--- begin Material shown ---
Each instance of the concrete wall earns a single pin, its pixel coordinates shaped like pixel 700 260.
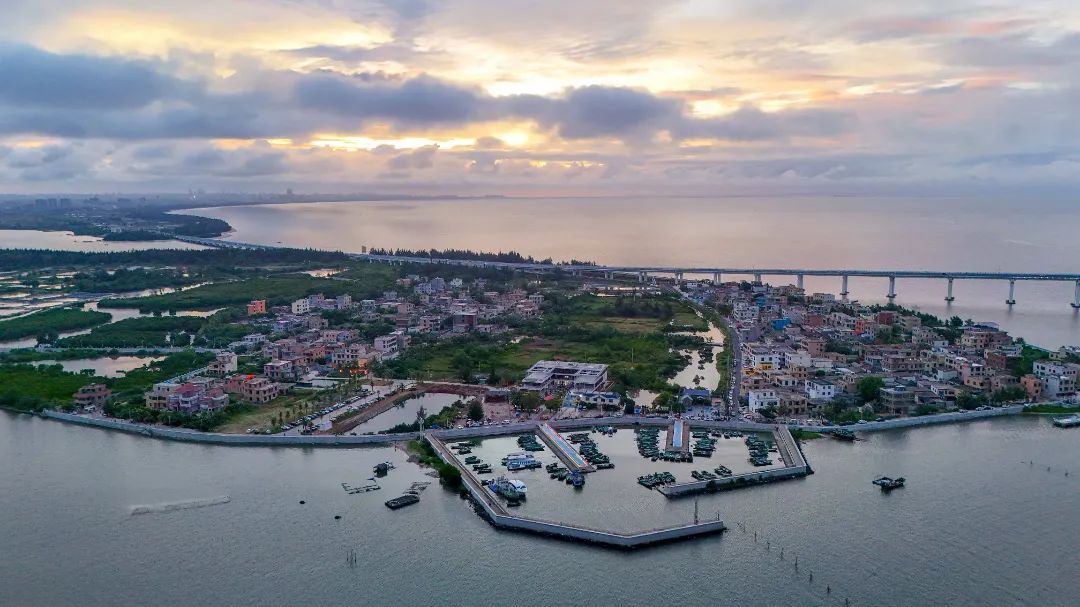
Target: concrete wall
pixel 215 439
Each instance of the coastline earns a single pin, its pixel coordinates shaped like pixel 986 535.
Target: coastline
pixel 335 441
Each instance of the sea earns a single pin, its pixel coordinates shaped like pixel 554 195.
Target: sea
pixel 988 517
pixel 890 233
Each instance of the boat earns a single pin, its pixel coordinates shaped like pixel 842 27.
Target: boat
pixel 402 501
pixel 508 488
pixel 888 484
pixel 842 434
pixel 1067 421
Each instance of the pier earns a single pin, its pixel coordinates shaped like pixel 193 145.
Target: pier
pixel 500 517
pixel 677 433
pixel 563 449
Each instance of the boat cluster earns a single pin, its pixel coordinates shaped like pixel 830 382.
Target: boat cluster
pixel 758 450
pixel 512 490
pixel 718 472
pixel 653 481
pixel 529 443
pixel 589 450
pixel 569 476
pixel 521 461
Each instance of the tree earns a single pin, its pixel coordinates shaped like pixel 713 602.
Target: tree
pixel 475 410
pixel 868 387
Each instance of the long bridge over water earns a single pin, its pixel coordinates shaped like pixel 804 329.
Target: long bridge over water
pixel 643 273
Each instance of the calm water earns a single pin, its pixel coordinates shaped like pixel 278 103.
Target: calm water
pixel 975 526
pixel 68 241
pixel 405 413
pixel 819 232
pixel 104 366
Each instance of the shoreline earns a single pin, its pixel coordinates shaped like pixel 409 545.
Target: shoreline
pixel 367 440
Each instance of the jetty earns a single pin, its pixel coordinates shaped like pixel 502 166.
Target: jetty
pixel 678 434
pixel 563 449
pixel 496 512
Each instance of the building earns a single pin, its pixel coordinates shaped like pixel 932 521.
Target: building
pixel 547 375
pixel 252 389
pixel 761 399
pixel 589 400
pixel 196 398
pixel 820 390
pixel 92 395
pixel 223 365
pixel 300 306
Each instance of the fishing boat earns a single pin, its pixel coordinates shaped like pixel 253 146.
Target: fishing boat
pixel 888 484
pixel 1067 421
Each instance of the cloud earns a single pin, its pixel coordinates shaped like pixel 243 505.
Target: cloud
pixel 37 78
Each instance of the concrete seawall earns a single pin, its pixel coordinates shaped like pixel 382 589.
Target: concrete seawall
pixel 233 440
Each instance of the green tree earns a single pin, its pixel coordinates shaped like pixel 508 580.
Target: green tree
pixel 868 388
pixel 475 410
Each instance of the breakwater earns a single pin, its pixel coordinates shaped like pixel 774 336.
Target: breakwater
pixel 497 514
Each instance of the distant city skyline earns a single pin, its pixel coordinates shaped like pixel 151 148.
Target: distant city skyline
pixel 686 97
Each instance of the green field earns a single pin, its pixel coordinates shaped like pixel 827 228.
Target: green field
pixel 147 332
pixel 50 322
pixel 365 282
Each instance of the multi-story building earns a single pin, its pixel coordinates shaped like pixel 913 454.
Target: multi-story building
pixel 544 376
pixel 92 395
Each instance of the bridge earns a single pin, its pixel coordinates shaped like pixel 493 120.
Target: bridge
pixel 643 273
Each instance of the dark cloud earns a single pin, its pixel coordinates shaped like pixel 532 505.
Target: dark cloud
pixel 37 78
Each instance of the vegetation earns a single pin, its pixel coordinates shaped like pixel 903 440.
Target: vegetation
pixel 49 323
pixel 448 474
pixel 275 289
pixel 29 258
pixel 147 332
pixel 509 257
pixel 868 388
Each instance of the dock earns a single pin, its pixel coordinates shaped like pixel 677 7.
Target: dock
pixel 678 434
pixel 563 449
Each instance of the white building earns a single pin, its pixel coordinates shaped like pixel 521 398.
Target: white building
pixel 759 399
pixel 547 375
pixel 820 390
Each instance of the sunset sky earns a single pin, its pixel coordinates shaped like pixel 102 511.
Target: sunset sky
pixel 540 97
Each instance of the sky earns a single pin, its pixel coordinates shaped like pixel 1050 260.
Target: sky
--- end Material shown ---
> **Given instruction**: Rewrite the items above from the first line through the line containing "pixel 335 441", replacing "coastline" with "seashore" and leaving everything else unchanged. Omit the pictures from your answer.

> **Expected answer**:
Each instance of the concrete wall earns a single pin, its pixel coordinates shaped like pixel 700 260.
Target: concrete wall
pixel 215 439
Each instance of the seashore earns a single pin, its pixel coordinates shaped like pixel 986 535.
Target: seashore
pixel 335 441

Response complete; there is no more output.